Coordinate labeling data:

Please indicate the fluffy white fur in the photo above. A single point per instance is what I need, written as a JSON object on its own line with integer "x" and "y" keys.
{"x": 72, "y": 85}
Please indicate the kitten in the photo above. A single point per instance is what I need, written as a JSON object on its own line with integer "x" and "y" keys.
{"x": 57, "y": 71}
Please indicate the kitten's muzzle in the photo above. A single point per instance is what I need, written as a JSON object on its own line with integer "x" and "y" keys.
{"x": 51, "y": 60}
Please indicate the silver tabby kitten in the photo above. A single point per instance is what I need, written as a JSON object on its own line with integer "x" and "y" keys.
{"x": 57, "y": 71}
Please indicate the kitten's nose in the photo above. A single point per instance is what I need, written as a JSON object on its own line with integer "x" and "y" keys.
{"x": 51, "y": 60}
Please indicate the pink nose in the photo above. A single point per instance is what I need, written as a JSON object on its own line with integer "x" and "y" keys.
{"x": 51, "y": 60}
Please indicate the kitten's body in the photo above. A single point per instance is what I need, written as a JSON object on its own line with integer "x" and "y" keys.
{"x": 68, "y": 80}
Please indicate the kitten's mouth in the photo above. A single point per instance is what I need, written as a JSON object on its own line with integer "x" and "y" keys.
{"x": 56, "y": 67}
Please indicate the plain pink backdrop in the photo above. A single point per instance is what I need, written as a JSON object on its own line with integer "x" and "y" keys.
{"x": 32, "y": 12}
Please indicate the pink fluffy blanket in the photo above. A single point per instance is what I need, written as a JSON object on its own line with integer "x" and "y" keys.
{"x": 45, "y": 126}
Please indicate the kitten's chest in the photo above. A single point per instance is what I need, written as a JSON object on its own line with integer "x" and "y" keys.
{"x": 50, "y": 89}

■ Exercise brief: Copy out the entries above word for word, starting at the line containing "Please indicate the pink fluffy" and going through the end of the entries.

■ Task output:
Please indicate the pink fluffy blanket in the photo above. A single point per instance is what I need, written as a JSON object on its own line with integer "x" and "y" keys.
{"x": 45, "y": 126}
Please indicate the kitten's chest in the photo above. A single point per instance is what I need, written as a JSON object on its own line with integer "x" and "y" keys.
{"x": 50, "y": 89}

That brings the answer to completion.